*Set problem*
Convert the lines from the one containing "Could you point to the nose" through the end of the items into a Markdown table. Use the columns Row and Line, with one numbered row per line and any blank lines omitted.

*Records provided*
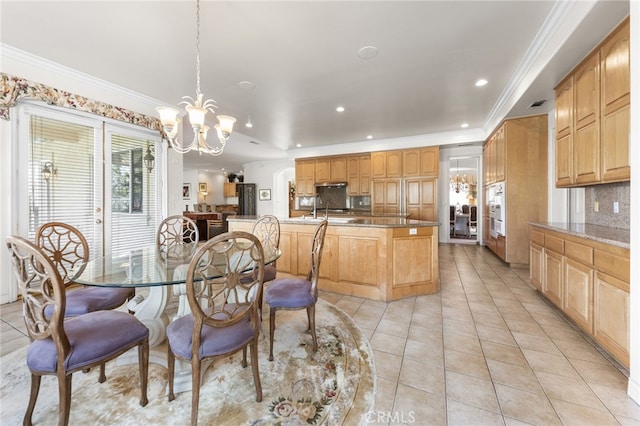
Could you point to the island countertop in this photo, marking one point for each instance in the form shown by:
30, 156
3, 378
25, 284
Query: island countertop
369, 222
604, 234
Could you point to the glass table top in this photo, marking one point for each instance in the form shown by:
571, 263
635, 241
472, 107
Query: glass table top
145, 267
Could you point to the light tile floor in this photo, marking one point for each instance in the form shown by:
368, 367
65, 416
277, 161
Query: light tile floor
485, 350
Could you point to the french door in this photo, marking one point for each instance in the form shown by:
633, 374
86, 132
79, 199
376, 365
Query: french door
90, 173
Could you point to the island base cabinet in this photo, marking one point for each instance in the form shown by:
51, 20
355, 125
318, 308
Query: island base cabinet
374, 262
611, 315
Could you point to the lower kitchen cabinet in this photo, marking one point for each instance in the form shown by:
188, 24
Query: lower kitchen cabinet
588, 280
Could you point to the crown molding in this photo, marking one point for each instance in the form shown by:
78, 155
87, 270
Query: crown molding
562, 20
20, 56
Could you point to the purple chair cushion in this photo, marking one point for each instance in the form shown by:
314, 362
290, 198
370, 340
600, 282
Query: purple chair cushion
269, 273
93, 337
289, 293
90, 299
214, 340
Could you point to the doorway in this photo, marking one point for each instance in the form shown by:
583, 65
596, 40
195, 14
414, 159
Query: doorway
464, 214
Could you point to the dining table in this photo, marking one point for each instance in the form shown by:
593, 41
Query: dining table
161, 273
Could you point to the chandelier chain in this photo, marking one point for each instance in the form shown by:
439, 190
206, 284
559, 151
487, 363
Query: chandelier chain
197, 48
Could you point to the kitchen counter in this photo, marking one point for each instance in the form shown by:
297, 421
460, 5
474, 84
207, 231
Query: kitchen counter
380, 258
352, 221
604, 234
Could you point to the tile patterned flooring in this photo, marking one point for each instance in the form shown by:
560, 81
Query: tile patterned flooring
486, 350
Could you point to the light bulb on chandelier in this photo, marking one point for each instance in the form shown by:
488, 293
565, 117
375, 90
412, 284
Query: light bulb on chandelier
197, 110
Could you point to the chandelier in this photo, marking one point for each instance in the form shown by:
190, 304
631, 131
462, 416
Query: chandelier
458, 183
197, 110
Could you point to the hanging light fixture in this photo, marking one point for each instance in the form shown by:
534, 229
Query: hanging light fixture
197, 110
458, 184
149, 159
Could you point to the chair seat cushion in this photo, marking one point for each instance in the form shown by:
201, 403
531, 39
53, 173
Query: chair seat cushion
289, 293
269, 273
93, 337
90, 299
214, 340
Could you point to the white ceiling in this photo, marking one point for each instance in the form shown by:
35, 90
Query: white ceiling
302, 57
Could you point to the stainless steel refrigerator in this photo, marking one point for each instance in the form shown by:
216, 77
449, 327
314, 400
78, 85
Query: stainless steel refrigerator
246, 199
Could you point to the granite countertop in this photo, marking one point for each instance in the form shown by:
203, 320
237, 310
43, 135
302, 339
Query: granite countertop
604, 234
372, 222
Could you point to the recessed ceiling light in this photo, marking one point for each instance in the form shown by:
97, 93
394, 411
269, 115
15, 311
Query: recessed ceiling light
368, 52
247, 85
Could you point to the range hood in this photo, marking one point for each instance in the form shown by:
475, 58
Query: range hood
336, 184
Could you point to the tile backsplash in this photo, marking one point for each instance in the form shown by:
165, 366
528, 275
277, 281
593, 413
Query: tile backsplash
605, 196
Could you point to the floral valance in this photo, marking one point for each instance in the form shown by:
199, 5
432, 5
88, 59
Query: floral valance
15, 88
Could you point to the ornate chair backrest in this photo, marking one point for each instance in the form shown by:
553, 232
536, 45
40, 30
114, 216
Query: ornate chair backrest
316, 255
217, 296
65, 246
40, 285
267, 229
177, 237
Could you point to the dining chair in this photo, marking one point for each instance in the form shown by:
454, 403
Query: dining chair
177, 239
267, 229
61, 347
67, 248
224, 315
293, 293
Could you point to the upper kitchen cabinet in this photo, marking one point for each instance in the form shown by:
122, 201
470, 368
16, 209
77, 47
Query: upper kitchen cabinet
305, 177
592, 116
421, 162
359, 174
386, 164
615, 101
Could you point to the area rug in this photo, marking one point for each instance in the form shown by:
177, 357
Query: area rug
333, 386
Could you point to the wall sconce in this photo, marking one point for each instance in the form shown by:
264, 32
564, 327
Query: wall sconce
48, 170
149, 159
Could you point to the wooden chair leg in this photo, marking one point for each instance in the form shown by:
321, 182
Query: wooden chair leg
103, 376
64, 393
35, 388
311, 313
255, 368
195, 388
272, 329
143, 363
171, 364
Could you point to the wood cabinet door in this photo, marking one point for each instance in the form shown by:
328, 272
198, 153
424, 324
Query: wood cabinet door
553, 273
500, 146
420, 198
430, 161
394, 164
586, 133
564, 108
411, 162
378, 165
611, 315
323, 170
365, 174
578, 293
338, 169
536, 262
615, 93
564, 161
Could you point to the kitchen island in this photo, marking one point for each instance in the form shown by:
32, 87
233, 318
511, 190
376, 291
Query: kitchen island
380, 258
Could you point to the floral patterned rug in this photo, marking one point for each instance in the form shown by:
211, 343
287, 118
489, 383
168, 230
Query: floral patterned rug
333, 386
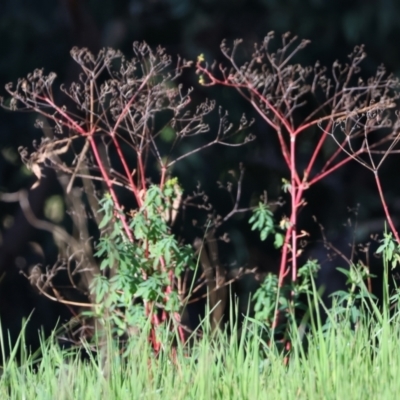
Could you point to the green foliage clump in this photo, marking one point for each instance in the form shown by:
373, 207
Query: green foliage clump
139, 272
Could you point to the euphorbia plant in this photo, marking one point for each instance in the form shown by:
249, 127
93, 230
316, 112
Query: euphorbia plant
293, 100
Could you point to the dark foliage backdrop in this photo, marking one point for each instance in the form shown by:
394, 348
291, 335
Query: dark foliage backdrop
41, 33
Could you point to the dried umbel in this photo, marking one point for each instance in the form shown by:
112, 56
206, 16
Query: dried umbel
111, 122
334, 103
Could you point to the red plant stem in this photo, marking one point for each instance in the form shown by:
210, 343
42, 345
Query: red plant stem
127, 171
141, 171
385, 207
90, 135
109, 185
293, 219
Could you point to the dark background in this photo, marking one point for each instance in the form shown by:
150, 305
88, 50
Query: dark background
40, 33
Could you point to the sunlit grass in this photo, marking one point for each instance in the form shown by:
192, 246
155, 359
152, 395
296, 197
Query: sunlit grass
342, 362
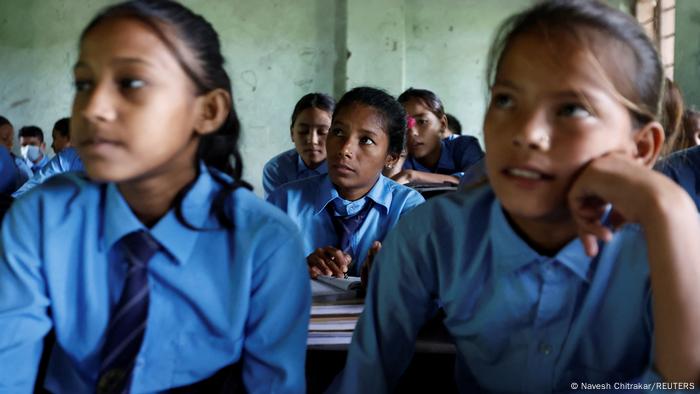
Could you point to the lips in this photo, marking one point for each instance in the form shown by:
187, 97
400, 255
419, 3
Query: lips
527, 173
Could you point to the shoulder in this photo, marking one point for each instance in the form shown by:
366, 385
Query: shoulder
401, 192
282, 160
254, 214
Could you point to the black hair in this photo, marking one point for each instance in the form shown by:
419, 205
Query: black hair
426, 97
172, 21
321, 101
31, 131
392, 113
576, 17
63, 127
453, 124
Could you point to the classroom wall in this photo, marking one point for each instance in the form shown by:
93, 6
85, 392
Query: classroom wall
278, 50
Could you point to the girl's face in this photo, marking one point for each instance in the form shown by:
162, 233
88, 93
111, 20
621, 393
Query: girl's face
134, 108
549, 115
309, 134
358, 146
424, 137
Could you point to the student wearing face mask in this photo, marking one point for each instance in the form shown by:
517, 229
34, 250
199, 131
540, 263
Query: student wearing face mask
33, 148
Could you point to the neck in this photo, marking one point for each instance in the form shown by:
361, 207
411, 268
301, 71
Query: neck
354, 193
546, 237
151, 197
431, 159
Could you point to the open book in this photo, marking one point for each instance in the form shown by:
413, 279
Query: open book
351, 283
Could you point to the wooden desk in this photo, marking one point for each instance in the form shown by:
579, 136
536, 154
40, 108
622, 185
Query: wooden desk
432, 366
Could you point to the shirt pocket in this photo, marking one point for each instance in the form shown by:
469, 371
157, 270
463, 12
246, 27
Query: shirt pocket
200, 355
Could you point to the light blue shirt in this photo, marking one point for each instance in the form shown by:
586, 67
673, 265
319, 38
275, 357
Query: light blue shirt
24, 171
305, 202
684, 168
287, 167
521, 322
456, 156
217, 296
66, 160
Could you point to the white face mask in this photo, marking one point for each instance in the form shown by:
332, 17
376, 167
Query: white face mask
30, 152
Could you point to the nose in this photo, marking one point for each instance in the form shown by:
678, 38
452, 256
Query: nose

*Solution to this exercise*
| Row | Line |
|---|---|
| 1 | Could you point to the nose in this photo, marking one point for each instance in the form shown by: |
| 2 | 678, 38 |
| 3 | 452, 256 |
| 4 | Query: nose |